The Hip Chick’s Guide to Macrobiotics By Jessica Porter

The Hip Chick’s Guide to Macrobiotics By Jessica Porter
The Hip Chick’s Guide to Macrobiotics By Jessica Porter

Ask Jessica Porter about her fondest early memories and she’ll tell you they all have something in common: McDonald’s food. Just how much did she crave it?

Picture being in high school and hitting Mickey D’s for:

  • before-school hot cakes and syrup

  • lunch-period French fries whenever you could get away

  • a Big Mac every day after senior-year typing class

  • weekend visits with your dad and sister

That’s how much, she confesses in The Hip Chick’s Guide to Macrobiotics.

Back then, Jessica probably wouldn’t have imagined her future self helping other people rid their bodies of Big Macs!  But she did exactly that while managing the Kushi Institute’s “Way to Health” program.

The Hip Chick’s Guide does a terrific job of presenting the philosophically challenging concepts of Yin and Yang. Jessica shows how our food choices impact the ways these forces affect our bodies.

● **Data block**
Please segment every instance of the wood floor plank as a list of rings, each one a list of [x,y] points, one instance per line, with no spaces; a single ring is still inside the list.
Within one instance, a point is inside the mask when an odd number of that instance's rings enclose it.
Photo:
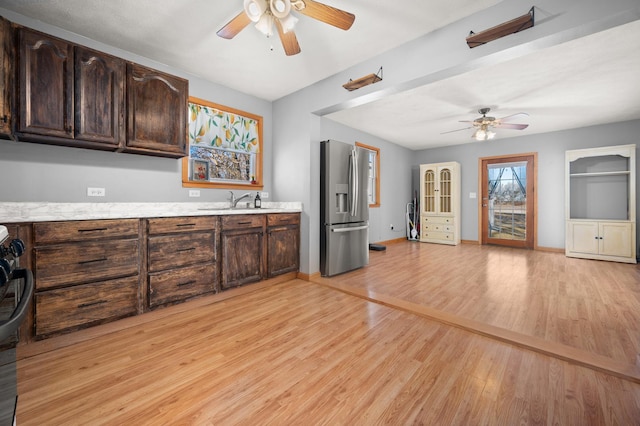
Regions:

● **Short exercise 1**
Answer these from the macrobiotics passage:
(a) What did Jessica Porter eat at McDonald's before school?
(b) Which program did she manage at the Kushi Institute?
(c) Which two concepts does the book present, according to the passage?
● **Short exercise 2**
Extend the macrobiotics passage with a few sentences that pick up after its final line.

● **Written answer 1**
(a) Hot cakes and syrup.
(b) The "Way to Health" program.
(c) Yin and Yang.

● **Written answer 2**
She gets her points across with the same trademark humor that fueled her one-woman show Zen Comedy. It also earned her a profile in fashionista and Slate style columnist Simon Doonan’s Wacky Chicks.

As a lifetime fan of the Oscars, for example, Jessica devised Hollywood-inspired categories to explain the macrobiotic importance of different foods:

  • “Best Actor in a Leading Role” goes to whole-cereal grains. Like leading men, she says they’re “solid and dependable… strong, and have limitless energy.”  Some “nominees” include brown rice, barley, millet, quinoa, whole wheat and spelt.

They make up 50 to 60 percent of a macrobiotic diet.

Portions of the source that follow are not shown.